--- What you should do ---
Only the lines from the line containing "Check that each instance of the running" to the end of the entries should be repeated, exactly as they appear.

--- start Supplied material ---

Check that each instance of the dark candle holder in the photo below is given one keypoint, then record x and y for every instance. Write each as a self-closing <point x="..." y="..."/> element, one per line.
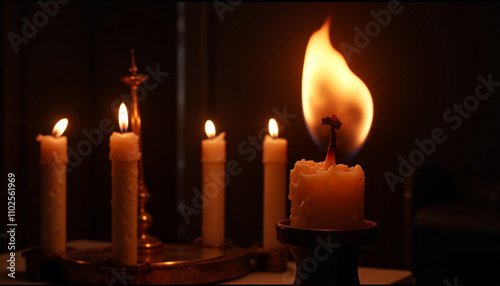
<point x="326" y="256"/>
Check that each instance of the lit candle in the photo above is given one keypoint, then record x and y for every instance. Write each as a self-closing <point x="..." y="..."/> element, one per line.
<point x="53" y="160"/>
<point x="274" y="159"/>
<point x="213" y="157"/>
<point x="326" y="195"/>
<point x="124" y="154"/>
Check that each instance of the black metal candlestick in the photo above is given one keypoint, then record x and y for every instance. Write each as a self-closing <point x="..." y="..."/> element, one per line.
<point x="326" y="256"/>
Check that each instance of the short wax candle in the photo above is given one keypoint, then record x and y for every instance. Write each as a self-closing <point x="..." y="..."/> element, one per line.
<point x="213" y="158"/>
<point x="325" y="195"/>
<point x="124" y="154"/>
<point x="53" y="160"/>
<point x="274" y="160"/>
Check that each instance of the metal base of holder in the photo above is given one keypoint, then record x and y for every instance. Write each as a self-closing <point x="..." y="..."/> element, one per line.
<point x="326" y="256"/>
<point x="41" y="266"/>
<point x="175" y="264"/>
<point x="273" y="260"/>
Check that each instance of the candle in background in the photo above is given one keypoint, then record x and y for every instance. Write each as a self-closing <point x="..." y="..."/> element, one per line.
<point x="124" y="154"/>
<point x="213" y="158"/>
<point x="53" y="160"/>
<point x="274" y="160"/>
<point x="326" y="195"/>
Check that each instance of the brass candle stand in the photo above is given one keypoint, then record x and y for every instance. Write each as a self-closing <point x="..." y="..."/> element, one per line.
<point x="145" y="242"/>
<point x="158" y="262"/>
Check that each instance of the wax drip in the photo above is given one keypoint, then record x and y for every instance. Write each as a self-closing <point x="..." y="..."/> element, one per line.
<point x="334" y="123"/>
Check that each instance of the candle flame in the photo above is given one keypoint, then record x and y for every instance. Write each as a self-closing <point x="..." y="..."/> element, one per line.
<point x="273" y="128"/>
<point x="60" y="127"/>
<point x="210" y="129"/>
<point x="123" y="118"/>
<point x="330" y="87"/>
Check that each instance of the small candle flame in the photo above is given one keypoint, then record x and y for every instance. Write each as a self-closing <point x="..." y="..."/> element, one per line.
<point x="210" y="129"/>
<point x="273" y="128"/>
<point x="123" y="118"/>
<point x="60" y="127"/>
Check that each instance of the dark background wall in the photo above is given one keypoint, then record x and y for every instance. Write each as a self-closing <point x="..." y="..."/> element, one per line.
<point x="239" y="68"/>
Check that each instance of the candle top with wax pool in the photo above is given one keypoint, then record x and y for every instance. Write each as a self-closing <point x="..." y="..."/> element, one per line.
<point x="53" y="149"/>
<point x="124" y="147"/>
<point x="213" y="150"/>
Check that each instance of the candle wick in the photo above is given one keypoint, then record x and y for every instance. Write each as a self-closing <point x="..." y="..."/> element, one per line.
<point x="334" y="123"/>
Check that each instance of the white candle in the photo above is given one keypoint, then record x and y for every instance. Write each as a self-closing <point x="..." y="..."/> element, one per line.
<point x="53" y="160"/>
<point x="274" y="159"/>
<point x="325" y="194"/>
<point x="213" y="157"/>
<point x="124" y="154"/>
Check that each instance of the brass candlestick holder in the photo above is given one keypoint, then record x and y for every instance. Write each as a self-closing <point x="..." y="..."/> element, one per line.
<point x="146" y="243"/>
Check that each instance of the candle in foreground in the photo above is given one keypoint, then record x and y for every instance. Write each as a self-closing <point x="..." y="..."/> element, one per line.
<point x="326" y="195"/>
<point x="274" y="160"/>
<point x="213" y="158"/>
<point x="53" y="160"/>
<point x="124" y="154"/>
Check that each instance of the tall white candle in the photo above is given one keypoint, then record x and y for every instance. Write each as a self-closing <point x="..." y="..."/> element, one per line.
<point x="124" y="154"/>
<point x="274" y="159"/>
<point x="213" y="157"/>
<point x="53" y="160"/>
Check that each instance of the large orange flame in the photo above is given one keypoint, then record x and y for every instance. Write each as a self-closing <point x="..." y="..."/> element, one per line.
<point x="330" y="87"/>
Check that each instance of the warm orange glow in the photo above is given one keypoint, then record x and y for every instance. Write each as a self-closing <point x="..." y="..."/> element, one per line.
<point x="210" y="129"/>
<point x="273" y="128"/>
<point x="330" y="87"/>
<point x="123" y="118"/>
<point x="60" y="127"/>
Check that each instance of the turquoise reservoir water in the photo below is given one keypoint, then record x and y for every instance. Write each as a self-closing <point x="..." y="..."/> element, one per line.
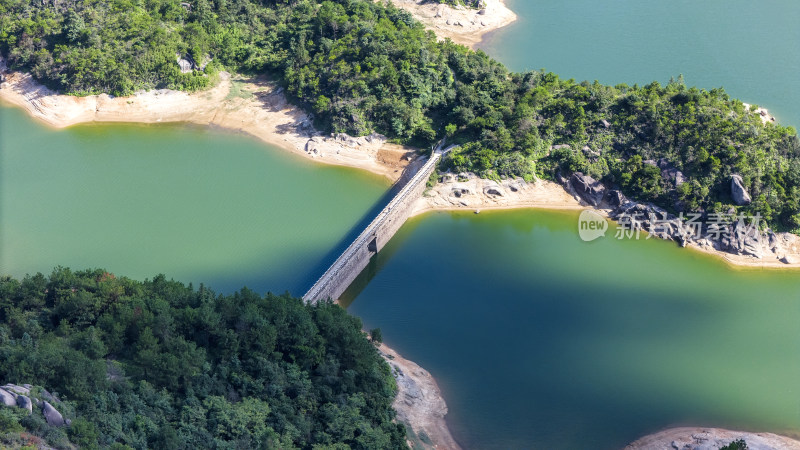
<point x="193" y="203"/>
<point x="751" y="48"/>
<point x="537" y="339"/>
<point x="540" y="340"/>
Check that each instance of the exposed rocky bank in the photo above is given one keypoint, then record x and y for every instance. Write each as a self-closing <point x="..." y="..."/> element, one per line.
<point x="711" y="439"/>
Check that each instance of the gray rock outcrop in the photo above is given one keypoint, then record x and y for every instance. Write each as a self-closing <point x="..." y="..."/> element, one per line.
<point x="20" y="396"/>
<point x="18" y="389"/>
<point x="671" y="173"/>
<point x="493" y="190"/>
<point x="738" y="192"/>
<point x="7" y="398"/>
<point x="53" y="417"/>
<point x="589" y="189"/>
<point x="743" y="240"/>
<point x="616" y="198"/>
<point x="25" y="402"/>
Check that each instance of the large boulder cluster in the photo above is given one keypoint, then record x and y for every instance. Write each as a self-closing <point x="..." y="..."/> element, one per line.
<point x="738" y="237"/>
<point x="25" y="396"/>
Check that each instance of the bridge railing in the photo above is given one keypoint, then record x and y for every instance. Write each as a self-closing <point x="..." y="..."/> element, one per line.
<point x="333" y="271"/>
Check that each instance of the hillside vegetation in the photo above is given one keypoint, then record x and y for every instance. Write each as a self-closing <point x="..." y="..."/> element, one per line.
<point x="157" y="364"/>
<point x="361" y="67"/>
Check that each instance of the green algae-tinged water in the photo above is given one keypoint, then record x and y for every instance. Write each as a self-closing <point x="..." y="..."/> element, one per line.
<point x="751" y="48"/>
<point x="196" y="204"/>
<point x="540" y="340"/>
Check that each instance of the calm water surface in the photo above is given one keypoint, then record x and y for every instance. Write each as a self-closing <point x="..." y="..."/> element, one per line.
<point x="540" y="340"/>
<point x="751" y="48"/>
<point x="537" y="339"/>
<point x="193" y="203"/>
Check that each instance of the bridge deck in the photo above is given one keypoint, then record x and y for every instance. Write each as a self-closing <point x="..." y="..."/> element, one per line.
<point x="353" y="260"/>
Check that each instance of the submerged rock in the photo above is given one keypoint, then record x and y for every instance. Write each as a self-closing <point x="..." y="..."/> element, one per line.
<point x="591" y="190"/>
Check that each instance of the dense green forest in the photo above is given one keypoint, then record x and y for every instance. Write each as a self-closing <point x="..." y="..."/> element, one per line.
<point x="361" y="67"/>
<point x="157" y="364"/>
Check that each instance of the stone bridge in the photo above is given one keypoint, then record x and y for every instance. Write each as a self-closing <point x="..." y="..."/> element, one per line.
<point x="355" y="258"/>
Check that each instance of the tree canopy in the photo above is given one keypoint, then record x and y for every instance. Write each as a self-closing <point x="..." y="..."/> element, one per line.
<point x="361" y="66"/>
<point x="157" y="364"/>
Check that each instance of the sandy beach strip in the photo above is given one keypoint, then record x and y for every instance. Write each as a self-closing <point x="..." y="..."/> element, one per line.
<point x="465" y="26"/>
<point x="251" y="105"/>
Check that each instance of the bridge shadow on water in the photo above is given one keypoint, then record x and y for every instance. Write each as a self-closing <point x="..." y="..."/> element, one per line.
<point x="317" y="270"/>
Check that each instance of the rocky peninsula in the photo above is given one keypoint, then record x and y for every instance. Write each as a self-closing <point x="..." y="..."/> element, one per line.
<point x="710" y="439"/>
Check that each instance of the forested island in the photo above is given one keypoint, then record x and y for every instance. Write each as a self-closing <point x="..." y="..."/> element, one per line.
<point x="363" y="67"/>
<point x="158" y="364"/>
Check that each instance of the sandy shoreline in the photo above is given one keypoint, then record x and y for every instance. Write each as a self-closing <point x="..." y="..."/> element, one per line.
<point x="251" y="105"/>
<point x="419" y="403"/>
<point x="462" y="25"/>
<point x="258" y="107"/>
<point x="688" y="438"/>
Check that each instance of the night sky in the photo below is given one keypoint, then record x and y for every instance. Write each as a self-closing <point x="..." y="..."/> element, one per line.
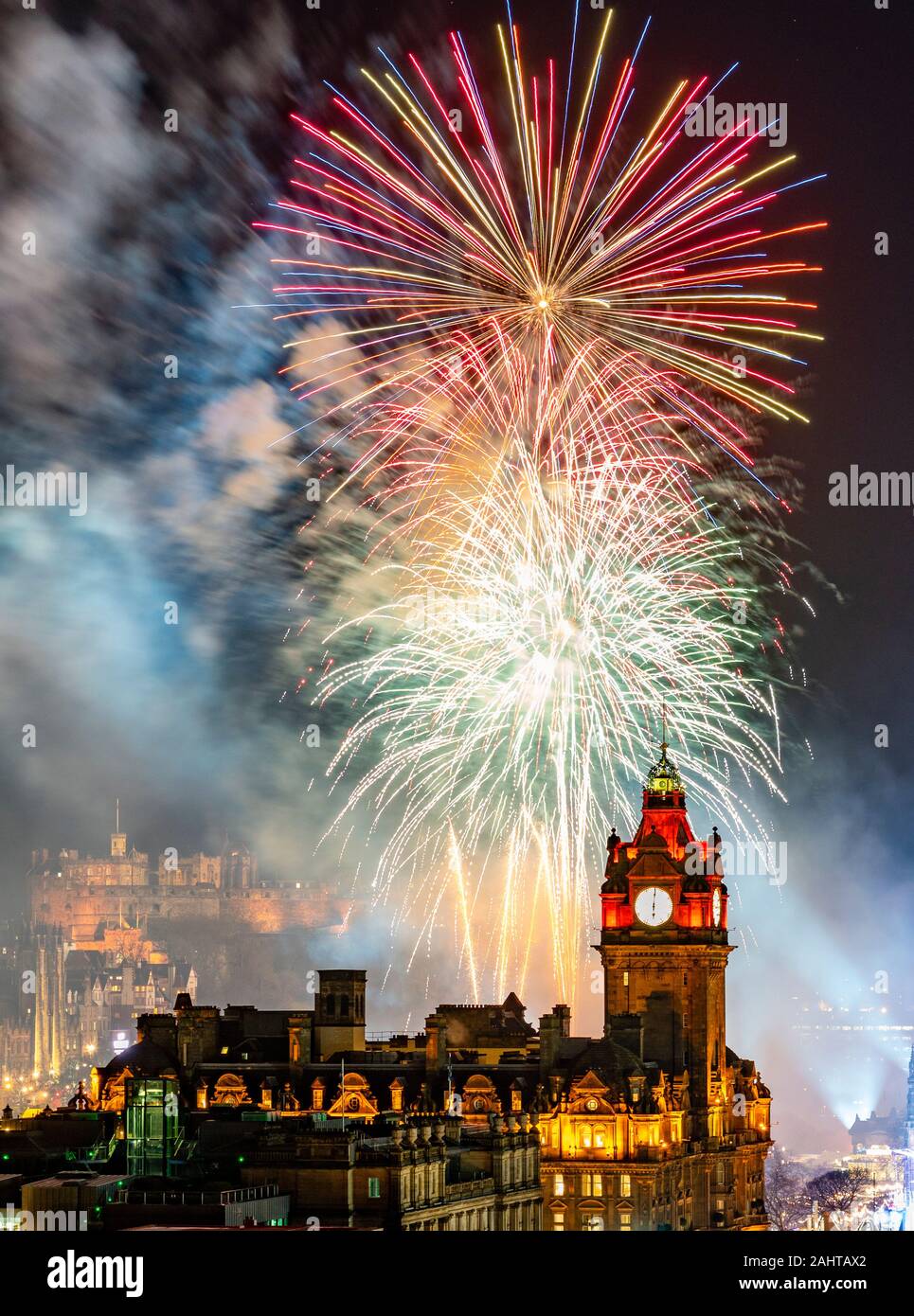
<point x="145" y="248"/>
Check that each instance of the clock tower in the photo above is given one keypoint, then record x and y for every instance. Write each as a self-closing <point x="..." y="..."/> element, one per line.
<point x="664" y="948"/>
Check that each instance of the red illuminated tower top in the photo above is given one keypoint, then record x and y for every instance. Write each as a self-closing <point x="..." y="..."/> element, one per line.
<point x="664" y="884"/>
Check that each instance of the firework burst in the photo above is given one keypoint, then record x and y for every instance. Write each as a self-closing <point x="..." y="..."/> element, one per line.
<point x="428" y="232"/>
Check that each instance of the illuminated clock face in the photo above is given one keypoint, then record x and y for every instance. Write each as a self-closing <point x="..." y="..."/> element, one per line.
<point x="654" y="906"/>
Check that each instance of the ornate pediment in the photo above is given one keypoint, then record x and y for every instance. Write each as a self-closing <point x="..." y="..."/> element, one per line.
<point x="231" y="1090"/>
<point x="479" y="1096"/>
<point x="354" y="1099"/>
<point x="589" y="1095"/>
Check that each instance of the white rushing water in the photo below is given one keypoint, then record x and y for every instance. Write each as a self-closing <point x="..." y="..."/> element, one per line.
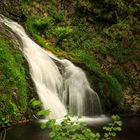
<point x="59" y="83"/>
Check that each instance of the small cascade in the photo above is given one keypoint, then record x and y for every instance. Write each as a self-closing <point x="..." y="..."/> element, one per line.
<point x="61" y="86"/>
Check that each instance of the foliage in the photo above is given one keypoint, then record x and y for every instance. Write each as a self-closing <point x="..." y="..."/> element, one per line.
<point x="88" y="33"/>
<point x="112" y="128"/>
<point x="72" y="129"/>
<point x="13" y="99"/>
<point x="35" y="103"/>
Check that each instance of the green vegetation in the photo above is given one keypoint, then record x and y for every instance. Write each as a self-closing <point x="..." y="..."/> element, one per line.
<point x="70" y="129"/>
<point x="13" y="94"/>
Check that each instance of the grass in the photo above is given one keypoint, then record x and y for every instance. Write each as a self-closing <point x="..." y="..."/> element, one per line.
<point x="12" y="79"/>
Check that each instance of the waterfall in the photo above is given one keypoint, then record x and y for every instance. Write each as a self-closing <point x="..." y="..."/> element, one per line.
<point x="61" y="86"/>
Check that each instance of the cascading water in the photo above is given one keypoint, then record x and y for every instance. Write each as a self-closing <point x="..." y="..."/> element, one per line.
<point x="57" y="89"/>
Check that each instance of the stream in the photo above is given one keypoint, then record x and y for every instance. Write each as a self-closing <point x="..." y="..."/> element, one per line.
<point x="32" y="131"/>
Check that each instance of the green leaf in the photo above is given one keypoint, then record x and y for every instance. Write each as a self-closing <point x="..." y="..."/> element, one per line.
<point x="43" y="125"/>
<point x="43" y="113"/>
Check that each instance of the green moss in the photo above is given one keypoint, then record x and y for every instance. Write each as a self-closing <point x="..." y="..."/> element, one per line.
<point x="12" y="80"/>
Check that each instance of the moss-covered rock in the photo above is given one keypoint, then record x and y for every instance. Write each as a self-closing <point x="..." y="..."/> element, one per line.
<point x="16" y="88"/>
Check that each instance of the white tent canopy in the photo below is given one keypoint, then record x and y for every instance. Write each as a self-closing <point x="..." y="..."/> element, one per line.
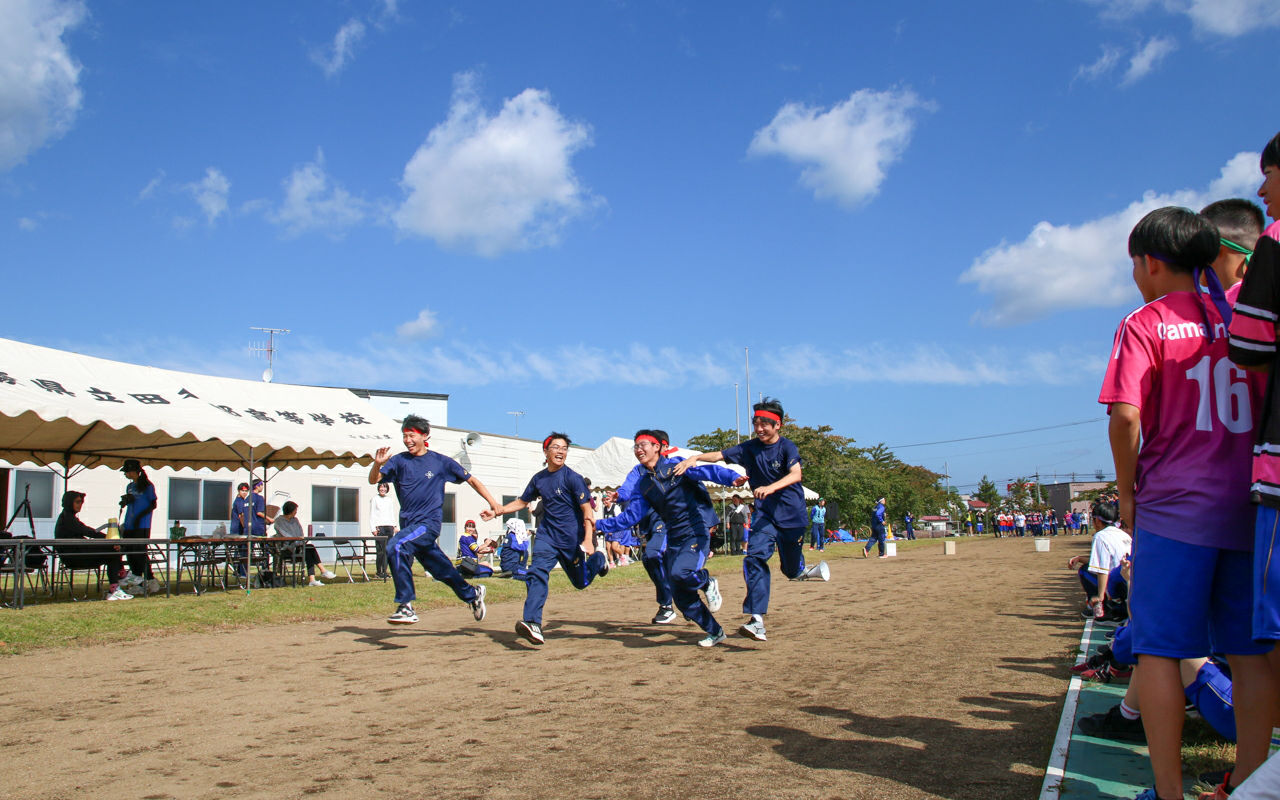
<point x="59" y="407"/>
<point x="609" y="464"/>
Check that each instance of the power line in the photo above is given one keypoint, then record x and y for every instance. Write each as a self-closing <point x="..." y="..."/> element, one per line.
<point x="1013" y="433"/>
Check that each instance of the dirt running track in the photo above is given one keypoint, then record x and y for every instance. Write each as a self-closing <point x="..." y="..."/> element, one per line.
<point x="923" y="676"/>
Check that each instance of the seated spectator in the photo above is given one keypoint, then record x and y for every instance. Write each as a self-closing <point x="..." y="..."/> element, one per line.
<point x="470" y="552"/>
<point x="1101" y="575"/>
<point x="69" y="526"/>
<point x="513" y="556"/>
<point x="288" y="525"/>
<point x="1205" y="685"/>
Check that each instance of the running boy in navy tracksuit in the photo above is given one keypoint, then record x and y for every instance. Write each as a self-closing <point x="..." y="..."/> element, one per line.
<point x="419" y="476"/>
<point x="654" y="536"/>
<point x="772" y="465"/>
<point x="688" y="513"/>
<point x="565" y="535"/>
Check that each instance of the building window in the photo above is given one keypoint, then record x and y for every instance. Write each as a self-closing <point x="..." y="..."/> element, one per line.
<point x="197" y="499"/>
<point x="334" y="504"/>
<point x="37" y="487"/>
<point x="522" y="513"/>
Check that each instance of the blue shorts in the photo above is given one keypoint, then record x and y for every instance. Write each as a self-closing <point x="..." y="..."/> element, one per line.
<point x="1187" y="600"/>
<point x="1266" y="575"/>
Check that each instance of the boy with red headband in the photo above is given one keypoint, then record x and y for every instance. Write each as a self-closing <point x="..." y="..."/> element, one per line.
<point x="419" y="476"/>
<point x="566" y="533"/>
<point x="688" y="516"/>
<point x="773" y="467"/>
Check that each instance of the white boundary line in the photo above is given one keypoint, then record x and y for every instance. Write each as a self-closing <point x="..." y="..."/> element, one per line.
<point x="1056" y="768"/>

--- end Supplied material ---

--- Result for this exercise ---
Check that each instance of the running boy in navy tracksuit in the photo above is given one keypoint, then record x and y for every instance. Write each as a self-closing <point x="..." y="..."/> element, one per line.
<point x="419" y="476"/>
<point x="654" y="536"/>
<point x="772" y="465"/>
<point x="688" y="513"/>
<point x="565" y="535"/>
Check that each instance of the building window in the photo above is given one keypoint, then record x and y for every instance. Write each as a self-closing <point x="..." y="..."/> element, one per line.
<point x="197" y="499"/>
<point x="334" y="504"/>
<point x="37" y="487"/>
<point x="522" y="513"/>
Check that each instance of the blue shorts in the photo above is given one keypoint, then record x and y for every instance. Write each as a self-closing <point x="..." y="..."/> element, one per line.
<point x="1187" y="600"/>
<point x="1266" y="575"/>
Check that each instance of the boy with red headband in the photo above is given one keypoint, then record x and y for every instance. Write each as a self-closing <point x="..." y="..."/> element, one per line.
<point x="419" y="476"/>
<point x="566" y="533"/>
<point x="688" y="516"/>
<point x="773" y="467"/>
Check that each instance of the white boundary line in the photo above is given one keypoint, then record x and y for every instance. Write each as a self-closing <point x="..." y="..."/> element, one per line.
<point x="1056" y="768"/>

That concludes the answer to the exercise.